§ **Records provided**

-- start --

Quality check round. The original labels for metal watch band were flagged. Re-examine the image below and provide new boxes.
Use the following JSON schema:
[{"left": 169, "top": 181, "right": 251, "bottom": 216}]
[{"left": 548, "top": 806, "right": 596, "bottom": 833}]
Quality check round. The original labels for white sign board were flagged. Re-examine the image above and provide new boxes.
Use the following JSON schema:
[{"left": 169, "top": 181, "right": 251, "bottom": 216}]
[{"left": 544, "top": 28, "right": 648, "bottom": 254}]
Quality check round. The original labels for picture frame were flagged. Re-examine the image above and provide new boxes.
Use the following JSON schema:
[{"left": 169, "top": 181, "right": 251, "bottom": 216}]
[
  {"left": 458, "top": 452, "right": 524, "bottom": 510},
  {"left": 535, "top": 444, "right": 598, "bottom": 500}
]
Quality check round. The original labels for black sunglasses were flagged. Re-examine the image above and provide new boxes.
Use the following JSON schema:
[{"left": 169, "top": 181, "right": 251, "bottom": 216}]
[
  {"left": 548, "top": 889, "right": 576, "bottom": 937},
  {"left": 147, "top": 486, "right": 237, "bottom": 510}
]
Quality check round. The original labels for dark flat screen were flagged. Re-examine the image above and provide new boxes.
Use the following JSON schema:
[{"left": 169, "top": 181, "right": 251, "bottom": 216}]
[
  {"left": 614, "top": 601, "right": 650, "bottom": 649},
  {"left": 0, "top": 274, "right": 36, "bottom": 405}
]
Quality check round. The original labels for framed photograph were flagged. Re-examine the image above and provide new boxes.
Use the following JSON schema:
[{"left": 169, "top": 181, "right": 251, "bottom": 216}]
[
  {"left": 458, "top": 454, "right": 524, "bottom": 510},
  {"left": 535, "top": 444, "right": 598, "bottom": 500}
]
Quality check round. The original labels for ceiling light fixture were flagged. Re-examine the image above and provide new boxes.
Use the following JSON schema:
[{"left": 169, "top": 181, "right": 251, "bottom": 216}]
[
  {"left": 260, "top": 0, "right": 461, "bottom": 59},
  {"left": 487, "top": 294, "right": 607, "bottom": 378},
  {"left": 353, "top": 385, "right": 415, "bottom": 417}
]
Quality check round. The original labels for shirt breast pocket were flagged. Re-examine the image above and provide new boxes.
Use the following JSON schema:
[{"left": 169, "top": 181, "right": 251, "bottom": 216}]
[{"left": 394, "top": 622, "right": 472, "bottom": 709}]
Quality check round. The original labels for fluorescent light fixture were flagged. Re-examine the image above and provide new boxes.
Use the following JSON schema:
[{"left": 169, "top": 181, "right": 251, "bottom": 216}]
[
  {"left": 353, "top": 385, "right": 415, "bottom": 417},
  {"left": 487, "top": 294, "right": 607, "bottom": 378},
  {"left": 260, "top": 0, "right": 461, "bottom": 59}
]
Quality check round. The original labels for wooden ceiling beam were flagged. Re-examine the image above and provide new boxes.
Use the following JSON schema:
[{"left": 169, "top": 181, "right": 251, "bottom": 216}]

-- end --

§ **Exercise goal**
Express every line of the entries above as a JSON list of strings, one string per line, and leave out any blank lines.

§ **Worked solution**
[
  "Quality check round. The original labels for metal watch band were flagged. Re-examine the image below and provide new boxes.",
  "Use the following JSON schema:",
  "[{\"left\": 169, \"top\": 181, \"right\": 251, \"bottom\": 216}]",
  "[{\"left\": 548, \"top\": 806, \"right\": 596, \"bottom\": 833}]",
  "Quality check round. The original labels for white sign board were flagged. Re-examine the image above and provide new boxes.",
  "Use the following JSON schema:",
  "[{\"left\": 169, \"top\": 181, \"right\": 251, \"bottom\": 216}]",
  "[{\"left\": 544, \"top\": 28, \"right\": 648, \"bottom\": 254}]",
  "Quality check round. The original labels for picture frame were flagged. Re-examine the image above and provide new boxes.",
  "Use the following JSON schema:",
  "[{\"left\": 169, \"top\": 181, \"right\": 251, \"bottom\": 216}]",
  "[",
  "  {\"left\": 458, \"top\": 452, \"right\": 524, \"bottom\": 510},",
  "  {\"left\": 535, \"top\": 444, \"right\": 598, \"bottom\": 500}",
  "]",
  "Quality check round. The original labels for black sunglasses were flagged. Re-examine the image above and provide new boxes.",
  "Use the following JSON schema:",
  "[{\"left\": 169, \"top\": 181, \"right\": 251, \"bottom\": 216}]",
  "[",
  "  {\"left\": 548, \"top\": 889, \"right\": 576, \"bottom\": 937},",
  "  {\"left\": 147, \"top\": 486, \"right\": 237, \"bottom\": 510}",
  "]",
  "Quality check round. The original labels for dark flat screen were flagged. Re-examine the image above and provide new boxes.",
  "Use the following JSON schema:",
  "[{\"left\": 169, \"top\": 181, \"right\": 251, \"bottom\": 216}]",
  "[",
  "  {\"left\": 614, \"top\": 601, \"right\": 650, \"bottom\": 649},",
  "  {\"left\": 0, \"top\": 274, \"right\": 36, \"bottom\": 405}",
  "]",
  "Quality check round. The original labels for framed photograph were flagged. Re-examine the image above and provide new boxes.",
  "Use the following JSON schema:",
  "[{\"left\": 169, \"top\": 181, \"right\": 251, \"bottom\": 216}]",
  "[",
  "  {\"left\": 458, \"top\": 454, \"right\": 524, \"bottom\": 510},",
  "  {\"left\": 535, \"top\": 444, \"right\": 598, \"bottom\": 500}",
  "]",
  "Quality check round. The original labels for ceiling light fixture were flagged. Re-examine the image above and provide new boxes.",
  "Use the following JSON schema:",
  "[{\"left\": 169, \"top\": 181, \"right\": 251, \"bottom\": 216}]",
  "[",
  "  {\"left\": 260, \"top\": 0, \"right\": 461, \"bottom\": 59},",
  "  {\"left\": 487, \"top\": 294, \"right\": 607, \"bottom\": 378},",
  "  {\"left\": 353, \"top\": 385, \"right\": 415, \"bottom\": 417}",
  "]",
  "Quality check round. The original labels for shirt breast pocket were flagged. Re-examine the image above and provide new boxes.",
  "Use the following JSON schema:",
  "[{\"left\": 169, \"top\": 181, \"right\": 251, \"bottom\": 216}]",
  "[{\"left\": 394, \"top\": 622, \"right\": 472, \"bottom\": 709}]",
  "Quality check round. The original labels for fluorescent light fixture were flagged. Re-examine the image above and provide new boxes.",
  "Use the following JSON schema:",
  "[{\"left\": 169, \"top\": 181, \"right\": 251, \"bottom\": 216}]",
  "[",
  "  {\"left\": 353, \"top\": 385, \"right\": 415, \"bottom\": 417},",
  "  {\"left\": 487, \"top\": 294, \"right\": 607, \"bottom\": 378},",
  "  {\"left\": 260, \"top\": 0, \"right\": 461, \"bottom\": 59}",
  "]",
  "Quality check round. The original labels for wooden ceiling beam were flagged. Re-examine the image above and provide new boxes.",
  "Use the following JSON schema:",
  "[{\"left\": 169, \"top\": 181, \"right\": 251, \"bottom\": 216}]"
]